(Recorded data)
____________________

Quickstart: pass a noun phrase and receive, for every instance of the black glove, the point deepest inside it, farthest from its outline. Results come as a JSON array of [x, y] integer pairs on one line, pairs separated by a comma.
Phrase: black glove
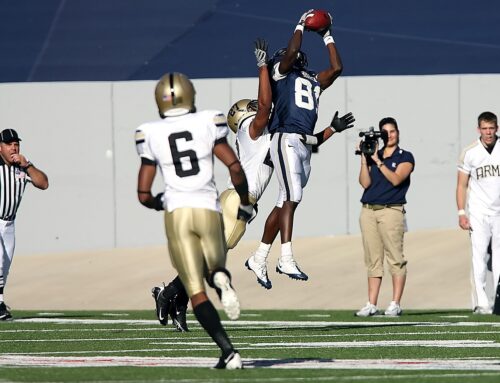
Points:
[[245, 212], [158, 202], [261, 52], [342, 123]]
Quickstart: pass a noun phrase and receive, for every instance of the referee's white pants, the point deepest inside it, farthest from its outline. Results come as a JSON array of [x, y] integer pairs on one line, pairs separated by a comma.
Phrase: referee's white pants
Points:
[[292, 165], [8, 242], [484, 229]]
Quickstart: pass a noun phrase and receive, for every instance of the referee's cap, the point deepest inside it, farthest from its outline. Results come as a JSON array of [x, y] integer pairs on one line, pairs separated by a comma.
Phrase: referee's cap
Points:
[[9, 135]]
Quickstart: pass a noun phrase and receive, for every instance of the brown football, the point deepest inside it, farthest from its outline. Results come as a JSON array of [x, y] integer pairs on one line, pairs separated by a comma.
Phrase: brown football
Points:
[[317, 20]]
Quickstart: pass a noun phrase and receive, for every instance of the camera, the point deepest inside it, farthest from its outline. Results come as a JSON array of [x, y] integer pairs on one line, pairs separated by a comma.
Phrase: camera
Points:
[[369, 143]]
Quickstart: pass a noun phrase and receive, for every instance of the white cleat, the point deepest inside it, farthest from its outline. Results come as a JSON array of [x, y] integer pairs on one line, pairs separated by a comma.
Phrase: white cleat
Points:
[[289, 267], [228, 296], [482, 310], [260, 271], [368, 311], [394, 310], [232, 362]]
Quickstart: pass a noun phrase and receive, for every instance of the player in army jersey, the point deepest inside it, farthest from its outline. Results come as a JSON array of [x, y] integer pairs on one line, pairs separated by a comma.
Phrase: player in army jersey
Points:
[[182, 146], [479, 176]]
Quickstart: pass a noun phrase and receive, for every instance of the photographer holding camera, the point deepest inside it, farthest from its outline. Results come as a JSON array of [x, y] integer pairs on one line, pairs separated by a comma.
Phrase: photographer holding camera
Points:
[[385, 176]]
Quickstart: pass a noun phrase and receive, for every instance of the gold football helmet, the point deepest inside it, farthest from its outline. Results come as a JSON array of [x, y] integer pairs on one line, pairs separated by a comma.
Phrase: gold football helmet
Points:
[[240, 111], [174, 95]]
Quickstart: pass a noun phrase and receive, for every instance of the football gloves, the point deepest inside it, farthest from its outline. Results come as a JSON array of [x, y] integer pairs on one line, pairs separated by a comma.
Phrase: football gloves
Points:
[[302, 19], [340, 124], [261, 52]]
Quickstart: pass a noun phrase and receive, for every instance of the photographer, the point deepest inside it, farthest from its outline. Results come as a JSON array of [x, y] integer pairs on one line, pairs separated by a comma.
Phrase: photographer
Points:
[[385, 176]]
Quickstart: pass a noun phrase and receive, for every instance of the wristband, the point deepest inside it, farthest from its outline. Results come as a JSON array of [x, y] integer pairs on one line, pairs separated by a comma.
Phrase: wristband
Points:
[[328, 39]]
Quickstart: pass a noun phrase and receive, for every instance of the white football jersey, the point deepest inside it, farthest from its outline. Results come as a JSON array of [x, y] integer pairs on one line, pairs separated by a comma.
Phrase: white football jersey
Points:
[[254, 158], [182, 147], [484, 182]]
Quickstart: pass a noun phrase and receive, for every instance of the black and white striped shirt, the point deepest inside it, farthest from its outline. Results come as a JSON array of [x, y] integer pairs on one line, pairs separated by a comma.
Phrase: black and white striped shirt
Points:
[[13, 180]]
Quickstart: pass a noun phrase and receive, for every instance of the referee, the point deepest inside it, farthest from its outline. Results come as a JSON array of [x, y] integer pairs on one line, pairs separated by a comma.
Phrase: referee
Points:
[[15, 172]]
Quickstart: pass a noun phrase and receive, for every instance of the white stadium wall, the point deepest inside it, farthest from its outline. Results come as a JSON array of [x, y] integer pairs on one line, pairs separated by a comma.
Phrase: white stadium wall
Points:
[[81, 134]]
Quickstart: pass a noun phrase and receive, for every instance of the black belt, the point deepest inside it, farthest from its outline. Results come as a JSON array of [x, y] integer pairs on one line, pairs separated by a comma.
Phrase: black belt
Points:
[[380, 207]]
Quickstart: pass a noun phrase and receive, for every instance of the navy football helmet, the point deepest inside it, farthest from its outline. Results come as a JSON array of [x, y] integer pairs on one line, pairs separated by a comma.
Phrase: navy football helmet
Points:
[[300, 61]]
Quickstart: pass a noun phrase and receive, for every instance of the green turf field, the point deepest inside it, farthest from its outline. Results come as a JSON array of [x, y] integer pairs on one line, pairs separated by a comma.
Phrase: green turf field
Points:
[[276, 346]]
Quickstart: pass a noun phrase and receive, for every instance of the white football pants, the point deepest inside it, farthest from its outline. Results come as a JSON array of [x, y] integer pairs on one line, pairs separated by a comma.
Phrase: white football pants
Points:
[[484, 229], [8, 242]]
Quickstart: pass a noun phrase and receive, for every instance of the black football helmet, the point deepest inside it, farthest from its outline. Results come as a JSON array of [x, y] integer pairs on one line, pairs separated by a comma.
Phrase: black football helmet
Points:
[[300, 61]]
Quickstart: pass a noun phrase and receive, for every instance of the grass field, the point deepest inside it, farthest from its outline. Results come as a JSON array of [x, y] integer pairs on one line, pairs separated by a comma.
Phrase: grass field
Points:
[[276, 346]]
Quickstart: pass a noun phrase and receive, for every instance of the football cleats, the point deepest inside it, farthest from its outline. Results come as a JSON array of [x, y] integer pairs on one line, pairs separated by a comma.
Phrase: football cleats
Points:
[[240, 111], [174, 95], [300, 60]]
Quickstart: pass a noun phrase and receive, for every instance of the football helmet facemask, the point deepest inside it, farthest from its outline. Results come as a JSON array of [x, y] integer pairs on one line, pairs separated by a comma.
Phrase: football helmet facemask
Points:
[[300, 61], [240, 111], [174, 95]]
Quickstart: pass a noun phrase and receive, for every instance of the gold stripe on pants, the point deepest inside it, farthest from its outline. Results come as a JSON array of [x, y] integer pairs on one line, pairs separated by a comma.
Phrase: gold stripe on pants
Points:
[[196, 245], [383, 234]]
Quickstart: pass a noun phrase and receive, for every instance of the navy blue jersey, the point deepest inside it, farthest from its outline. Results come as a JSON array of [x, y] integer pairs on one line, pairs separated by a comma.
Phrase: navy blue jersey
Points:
[[381, 191], [295, 100]]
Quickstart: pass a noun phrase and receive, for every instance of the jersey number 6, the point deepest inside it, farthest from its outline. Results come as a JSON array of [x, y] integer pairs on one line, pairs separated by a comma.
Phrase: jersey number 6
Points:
[[177, 155]]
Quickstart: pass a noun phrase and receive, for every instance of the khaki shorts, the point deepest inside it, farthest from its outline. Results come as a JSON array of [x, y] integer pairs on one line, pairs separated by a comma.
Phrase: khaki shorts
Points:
[[382, 229], [196, 244]]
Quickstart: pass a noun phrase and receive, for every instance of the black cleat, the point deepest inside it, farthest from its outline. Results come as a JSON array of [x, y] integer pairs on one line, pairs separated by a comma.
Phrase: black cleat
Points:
[[163, 304], [4, 312]]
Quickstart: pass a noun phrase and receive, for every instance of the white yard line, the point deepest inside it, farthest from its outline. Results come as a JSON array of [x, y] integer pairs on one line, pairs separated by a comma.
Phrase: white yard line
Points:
[[238, 323], [379, 364]]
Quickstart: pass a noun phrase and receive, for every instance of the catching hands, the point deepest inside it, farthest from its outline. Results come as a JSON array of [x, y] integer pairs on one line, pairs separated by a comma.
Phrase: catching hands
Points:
[[340, 124], [302, 19], [261, 52], [245, 212]]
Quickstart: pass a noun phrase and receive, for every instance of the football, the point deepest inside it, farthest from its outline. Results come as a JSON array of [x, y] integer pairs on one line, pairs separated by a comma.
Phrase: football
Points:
[[317, 20]]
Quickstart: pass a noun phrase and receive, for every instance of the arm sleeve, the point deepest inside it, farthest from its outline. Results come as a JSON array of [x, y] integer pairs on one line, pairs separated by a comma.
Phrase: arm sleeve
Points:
[[141, 145]]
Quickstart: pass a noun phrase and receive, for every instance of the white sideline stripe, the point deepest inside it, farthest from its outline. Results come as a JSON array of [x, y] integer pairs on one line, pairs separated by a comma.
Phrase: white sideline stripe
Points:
[[379, 364], [259, 323], [386, 343], [192, 338]]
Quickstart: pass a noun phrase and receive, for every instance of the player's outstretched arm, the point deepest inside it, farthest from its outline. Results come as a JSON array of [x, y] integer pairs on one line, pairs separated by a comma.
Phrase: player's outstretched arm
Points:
[[293, 47], [147, 173], [328, 76], [337, 125], [264, 97], [225, 153], [462, 187]]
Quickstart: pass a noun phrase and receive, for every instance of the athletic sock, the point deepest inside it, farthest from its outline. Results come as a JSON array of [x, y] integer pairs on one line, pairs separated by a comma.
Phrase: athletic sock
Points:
[[209, 319], [286, 250], [262, 252]]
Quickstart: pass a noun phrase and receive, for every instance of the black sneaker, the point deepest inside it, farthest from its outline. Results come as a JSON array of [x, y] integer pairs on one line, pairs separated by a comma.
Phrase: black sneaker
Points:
[[4, 312], [163, 304], [231, 362]]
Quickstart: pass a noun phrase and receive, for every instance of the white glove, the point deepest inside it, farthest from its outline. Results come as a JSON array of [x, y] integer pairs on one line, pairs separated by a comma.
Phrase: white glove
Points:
[[261, 52], [302, 19]]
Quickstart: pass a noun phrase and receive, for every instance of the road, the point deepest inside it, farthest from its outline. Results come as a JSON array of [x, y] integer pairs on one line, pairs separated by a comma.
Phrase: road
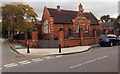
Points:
[[100, 59]]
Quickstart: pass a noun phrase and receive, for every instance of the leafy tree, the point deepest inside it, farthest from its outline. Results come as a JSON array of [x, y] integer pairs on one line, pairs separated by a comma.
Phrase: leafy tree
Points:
[[105, 18], [18, 17]]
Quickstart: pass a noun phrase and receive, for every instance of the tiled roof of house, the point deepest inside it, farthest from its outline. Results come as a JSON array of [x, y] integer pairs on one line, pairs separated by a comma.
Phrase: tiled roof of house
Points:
[[66, 16], [107, 24]]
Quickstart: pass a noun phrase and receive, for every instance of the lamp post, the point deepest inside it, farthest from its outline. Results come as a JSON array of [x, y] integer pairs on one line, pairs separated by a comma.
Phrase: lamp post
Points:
[[28, 51]]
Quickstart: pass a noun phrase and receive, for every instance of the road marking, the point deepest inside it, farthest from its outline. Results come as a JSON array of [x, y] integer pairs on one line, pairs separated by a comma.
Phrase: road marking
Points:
[[37, 59], [25, 62], [48, 57], [88, 62], [58, 56], [10, 65]]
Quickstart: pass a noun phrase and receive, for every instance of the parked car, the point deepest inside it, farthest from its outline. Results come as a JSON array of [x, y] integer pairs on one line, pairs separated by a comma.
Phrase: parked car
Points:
[[109, 40]]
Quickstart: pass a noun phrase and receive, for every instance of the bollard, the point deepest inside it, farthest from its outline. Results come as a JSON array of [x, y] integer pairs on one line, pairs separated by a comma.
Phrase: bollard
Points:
[[59, 48], [28, 51]]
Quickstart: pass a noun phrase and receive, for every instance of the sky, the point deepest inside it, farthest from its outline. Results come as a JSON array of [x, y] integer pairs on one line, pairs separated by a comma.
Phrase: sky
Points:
[[98, 8]]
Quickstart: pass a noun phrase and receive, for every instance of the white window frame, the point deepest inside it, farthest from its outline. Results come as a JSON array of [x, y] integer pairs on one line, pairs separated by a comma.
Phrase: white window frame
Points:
[[77, 28], [45, 27]]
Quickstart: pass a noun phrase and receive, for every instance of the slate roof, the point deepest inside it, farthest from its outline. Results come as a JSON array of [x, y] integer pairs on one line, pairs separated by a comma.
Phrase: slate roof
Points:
[[66, 16], [107, 24]]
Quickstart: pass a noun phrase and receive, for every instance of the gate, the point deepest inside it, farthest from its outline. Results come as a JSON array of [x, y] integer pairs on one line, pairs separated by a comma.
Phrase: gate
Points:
[[48, 43]]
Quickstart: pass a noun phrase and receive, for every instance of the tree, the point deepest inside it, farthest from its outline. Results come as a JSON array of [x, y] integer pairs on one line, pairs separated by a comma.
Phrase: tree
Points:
[[17, 17], [105, 18]]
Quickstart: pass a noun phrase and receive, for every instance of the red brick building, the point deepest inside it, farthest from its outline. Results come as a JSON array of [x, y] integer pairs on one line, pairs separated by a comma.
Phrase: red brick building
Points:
[[72, 21], [65, 27]]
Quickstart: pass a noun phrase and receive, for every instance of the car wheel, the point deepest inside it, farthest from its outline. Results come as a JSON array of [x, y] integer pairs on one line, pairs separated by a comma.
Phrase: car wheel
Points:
[[111, 44], [101, 45], [118, 43]]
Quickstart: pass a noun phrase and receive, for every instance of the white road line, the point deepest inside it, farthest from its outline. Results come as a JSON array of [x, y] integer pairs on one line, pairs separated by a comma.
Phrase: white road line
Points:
[[88, 62], [10, 65], [24, 62], [37, 59], [58, 56], [48, 57]]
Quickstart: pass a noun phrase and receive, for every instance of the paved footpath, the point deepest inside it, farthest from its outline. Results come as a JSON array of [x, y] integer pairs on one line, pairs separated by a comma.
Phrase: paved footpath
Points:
[[50, 51]]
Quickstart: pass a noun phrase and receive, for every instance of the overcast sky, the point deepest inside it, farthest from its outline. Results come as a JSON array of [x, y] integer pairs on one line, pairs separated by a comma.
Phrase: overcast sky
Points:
[[97, 8]]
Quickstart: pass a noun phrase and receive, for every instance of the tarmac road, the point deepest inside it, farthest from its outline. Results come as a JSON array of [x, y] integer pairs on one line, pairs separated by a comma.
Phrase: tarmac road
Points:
[[100, 59]]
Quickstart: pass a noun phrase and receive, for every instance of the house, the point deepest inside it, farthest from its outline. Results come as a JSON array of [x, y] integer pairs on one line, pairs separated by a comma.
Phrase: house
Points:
[[72, 21], [65, 27]]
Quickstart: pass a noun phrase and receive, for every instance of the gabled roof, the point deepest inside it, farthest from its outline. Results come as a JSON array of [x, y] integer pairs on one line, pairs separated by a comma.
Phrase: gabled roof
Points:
[[107, 24], [66, 16]]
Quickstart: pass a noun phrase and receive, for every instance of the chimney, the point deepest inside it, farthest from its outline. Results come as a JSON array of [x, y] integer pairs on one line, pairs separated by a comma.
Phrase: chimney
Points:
[[81, 8], [58, 8]]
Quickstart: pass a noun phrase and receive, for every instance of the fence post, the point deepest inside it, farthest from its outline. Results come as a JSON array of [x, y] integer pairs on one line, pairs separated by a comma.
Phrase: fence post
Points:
[[61, 37], [95, 35]]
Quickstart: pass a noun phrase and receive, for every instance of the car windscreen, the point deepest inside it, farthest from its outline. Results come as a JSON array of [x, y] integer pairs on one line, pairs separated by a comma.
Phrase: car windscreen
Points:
[[103, 36]]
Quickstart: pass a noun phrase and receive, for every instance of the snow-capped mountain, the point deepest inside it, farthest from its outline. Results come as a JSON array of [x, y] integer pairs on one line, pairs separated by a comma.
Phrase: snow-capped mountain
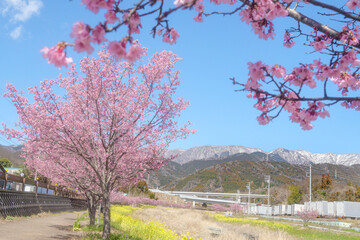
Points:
[[208, 152], [292, 156], [304, 157]]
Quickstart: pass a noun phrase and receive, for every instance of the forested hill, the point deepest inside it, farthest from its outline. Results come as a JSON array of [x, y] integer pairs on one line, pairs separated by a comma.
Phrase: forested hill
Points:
[[233, 173]]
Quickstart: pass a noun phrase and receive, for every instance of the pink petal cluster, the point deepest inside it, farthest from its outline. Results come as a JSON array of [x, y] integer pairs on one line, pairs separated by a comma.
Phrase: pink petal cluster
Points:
[[95, 5], [98, 34], [350, 36], [320, 42], [111, 17], [81, 33], [170, 36], [353, 4], [118, 50], [288, 40], [199, 7], [260, 17], [133, 22], [56, 55], [121, 198]]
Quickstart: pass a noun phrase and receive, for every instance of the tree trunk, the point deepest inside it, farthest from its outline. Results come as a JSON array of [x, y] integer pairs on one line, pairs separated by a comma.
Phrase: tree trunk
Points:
[[92, 203], [106, 214]]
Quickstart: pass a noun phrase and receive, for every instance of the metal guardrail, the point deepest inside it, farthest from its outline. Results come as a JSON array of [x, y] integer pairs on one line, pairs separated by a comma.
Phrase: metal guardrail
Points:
[[20, 183], [14, 203], [193, 196]]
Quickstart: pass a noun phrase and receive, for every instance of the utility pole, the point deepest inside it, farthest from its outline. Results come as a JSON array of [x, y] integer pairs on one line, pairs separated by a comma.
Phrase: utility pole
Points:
[[309, 175], [335, 173], [267, 179], [248, 187]]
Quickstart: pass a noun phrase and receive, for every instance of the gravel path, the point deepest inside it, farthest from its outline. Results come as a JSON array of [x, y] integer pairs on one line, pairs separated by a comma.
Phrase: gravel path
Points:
[[56, 226]]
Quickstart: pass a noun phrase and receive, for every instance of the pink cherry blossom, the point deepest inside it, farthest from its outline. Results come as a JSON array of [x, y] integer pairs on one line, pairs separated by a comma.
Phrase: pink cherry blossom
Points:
[[56, 55], [171, 36], [107, 126], [98, 34], [133, 23], [135, 53], [82, 38], [353, 4], [289, 42], [111, 17], [117, 49], [95, 5]]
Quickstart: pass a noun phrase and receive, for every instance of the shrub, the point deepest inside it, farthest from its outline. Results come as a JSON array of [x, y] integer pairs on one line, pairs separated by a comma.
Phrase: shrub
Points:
[[151, 195], [307, 215]]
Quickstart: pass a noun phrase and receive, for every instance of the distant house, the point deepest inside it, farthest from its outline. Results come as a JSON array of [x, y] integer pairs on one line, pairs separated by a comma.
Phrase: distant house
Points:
[[14, 170]]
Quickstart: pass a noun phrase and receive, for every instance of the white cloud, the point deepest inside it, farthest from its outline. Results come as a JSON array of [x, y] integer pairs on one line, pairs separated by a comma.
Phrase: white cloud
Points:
[[16, 33], [20, 10]]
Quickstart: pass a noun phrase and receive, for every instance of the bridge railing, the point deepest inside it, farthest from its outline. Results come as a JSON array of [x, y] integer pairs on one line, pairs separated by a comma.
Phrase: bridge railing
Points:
[[18, 183], [15, 203]]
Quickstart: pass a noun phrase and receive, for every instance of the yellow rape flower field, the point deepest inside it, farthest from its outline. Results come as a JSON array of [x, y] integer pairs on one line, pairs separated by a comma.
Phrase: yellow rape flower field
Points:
[[160, 223]]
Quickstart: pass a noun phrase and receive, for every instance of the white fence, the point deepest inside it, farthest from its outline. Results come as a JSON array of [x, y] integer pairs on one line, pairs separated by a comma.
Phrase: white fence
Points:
[[324, 208]]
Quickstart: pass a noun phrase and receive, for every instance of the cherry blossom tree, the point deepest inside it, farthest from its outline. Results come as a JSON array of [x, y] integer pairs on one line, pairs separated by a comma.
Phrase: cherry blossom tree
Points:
[[331, 28], [114, 122]]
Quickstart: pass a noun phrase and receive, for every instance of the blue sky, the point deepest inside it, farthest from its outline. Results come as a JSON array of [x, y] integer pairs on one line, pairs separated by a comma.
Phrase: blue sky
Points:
[[212, 52]]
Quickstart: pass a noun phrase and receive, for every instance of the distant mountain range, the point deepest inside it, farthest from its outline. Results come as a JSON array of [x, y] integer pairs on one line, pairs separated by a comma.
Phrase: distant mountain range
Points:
[[299, 157], [12, 153]]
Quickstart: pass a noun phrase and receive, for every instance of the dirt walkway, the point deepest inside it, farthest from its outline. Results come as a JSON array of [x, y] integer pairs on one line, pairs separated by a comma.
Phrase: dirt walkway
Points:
[[57, 226], [201, 226]]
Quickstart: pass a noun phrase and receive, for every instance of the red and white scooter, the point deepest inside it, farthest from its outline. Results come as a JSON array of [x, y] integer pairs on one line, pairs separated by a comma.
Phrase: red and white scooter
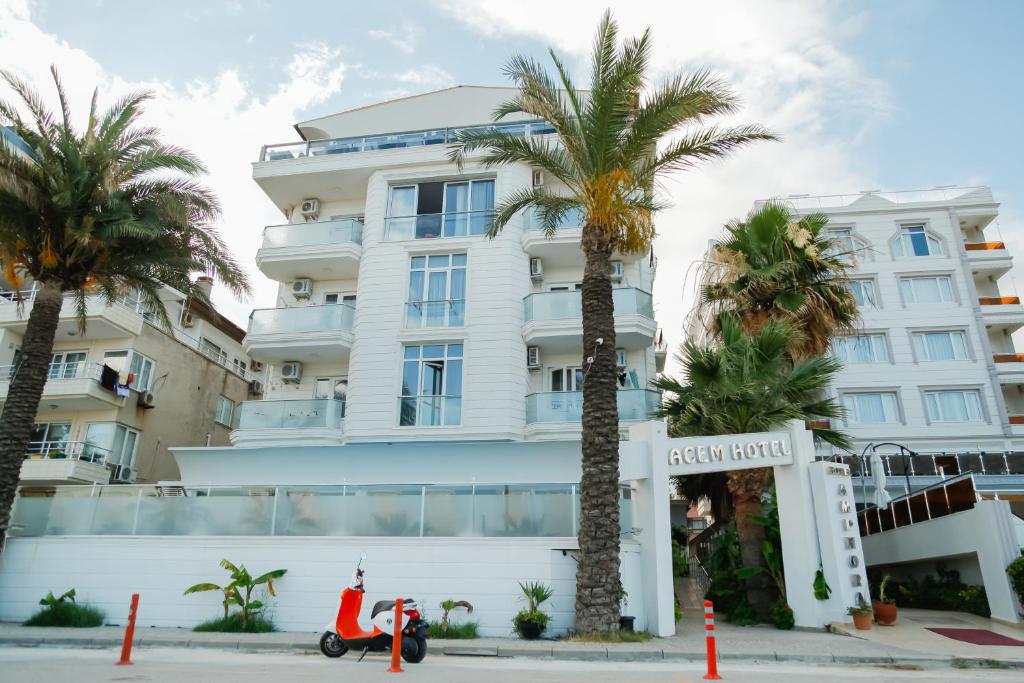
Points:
[[346, 634]]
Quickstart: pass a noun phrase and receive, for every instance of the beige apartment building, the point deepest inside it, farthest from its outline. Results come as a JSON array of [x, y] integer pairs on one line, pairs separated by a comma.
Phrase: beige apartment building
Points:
[[126, 389]]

____________________

— Task to carry out —
Format the listing from its first line through the line containing "[[245, 212], [158, 202], [261, 52], [342, 123]]", both included, as a numbered list with no blank lines. Leave the pictures out.

— Task answer —
1. Quickstart: pass a noun phrase and receive, for every instance of the black glove, the point deepest inside it, farthest from its outline. Results come as a JSON array of [x, y] integer pairs on one line, pairs separated by a comma.
2. Phrase: black glove
3. Points:
4. [[245, 212], [158, 202], [261, 52], [342, 123]]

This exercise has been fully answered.